● PROMPT A
Answer these questions using the text on Jeff Caxide:
(i) Which record labels are listed for him?
(ii) In what year did Isis dissolve?
(iii) Which album did he return to Cable to produce?
● PROMPT B
Pick up the text on Jeff Caxide after its last sentence and continue it.

TEXT BLOCK Start Marker

Background information
- Born: Connecticut, United States
- Genres: Metalcore, post-metal
- Instruments: Bass, guitar
- Years active: 1994–present
- Labels: Hydra Head, Ipecac

= Jeff Caxide =

American bassist

Jeff Caxide is an American bassist, best known for his time with post-metal band Isis, of which he was a founding member and present until its dissolution in 2010. He was also a founding member of Red Sparowes, but left after the release of their first full-length. He also contributed to side-project Spylacopa. Prior to his time in Isis, he was a touring member of the Boston metalcore band 454 Big Block. He also helped found Connecticut-based metalcore band Cable, for whom he played bass. His stay with the band as a musician was brief, but he did return in order to produce 1999's Gutter Queen.

TEXT BLOCK End Marker
EXERCISE DATA Start Marker

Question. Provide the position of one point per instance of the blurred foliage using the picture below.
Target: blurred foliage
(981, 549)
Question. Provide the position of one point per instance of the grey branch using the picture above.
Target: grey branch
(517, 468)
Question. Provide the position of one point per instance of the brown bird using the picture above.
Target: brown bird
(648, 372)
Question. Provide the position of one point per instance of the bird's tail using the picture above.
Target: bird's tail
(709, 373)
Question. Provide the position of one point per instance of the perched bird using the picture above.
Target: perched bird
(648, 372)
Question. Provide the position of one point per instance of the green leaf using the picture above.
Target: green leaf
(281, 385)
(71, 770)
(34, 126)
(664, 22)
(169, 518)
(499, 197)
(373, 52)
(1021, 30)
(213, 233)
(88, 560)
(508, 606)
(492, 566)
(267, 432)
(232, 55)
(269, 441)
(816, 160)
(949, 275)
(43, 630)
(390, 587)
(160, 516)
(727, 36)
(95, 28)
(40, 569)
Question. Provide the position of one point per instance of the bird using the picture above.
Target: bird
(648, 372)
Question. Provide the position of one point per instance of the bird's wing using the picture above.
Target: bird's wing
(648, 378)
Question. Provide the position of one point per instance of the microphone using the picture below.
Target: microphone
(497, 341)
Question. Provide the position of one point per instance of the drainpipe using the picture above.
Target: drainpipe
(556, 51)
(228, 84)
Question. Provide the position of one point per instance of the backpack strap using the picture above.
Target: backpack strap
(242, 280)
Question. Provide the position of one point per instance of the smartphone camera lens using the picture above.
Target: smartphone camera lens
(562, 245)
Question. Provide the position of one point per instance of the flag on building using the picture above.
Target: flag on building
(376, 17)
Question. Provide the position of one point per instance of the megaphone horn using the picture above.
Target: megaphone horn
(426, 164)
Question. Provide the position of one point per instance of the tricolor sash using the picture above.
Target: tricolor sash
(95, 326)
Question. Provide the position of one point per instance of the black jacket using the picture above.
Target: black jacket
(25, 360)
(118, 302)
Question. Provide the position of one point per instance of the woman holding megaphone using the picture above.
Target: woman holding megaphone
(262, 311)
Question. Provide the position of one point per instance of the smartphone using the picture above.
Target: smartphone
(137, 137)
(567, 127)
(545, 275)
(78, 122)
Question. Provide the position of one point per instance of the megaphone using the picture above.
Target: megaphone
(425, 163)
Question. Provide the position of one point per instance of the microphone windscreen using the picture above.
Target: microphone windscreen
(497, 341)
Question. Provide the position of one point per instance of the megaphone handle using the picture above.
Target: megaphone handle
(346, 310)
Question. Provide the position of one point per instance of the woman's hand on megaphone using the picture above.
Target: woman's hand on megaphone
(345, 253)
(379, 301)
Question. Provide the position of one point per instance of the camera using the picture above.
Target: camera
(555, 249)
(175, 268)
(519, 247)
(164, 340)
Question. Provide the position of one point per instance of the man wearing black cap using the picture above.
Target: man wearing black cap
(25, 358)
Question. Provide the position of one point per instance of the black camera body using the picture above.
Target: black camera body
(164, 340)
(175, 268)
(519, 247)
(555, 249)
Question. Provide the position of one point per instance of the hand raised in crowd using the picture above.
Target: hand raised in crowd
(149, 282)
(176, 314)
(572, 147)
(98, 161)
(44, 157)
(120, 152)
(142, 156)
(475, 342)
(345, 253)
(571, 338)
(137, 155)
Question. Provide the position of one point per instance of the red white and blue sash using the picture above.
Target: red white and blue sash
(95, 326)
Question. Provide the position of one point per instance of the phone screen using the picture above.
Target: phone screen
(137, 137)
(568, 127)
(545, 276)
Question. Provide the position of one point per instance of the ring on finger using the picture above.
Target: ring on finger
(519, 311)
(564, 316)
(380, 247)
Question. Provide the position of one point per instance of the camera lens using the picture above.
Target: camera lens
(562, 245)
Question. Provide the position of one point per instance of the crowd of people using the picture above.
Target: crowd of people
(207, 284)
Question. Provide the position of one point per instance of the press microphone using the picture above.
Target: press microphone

EXERCISE DATA End Marker

● FINAL ANSWER A
(i) Hydra Head and Ipecac
(ii) 2010
(iii) Gutter Queen (1999)

● FINAL ANSWER B
After Isis' dissolution, Caxide went on to create Endless Midnight, an ambient solo album, under the moniker Crone. Mixed by former Isis bandmate Aaron Harris, it was released in 2011 by Waylon Recordings. Brooklyn Vegan made a track, "The Silver Hammer", available for streaming on June 28, 2011 and Noisecreep premiered "What You Dream Of" on July 18.

In April 2012 it was announced that Caxide had joined Chino Moreno of Deftones, along with former bandmates Aaron Harris and Clifford Meyer, in a band by the name of Palms. Their self-titled debut album was released in June 2013.

He lists Pink Floyd, Swans, The Cure and Mogwai as influences.

He plays Music Man Stingray and Sage basses. His effects include: BOSS TU-2, BOSS DD-5, BOSS RV-3, BOSS PS-3, BOSS BF-3, BOSS GEB-7, Fulltone Bass-Drive.

==Discography==

=== With Isis ===

- Mosquito Control (1998)
- Red Sea (1999)
- Sawblade (1999)
- Isis / Pig Destroyer (2000) (Split with Pig Destroyer)
- Celestial (2000)
- SGNL>05 (2001)
- Oceanic (2002)
- Panopticon (2004)
- Oceanic: Remixes & Reinterpretations (2004)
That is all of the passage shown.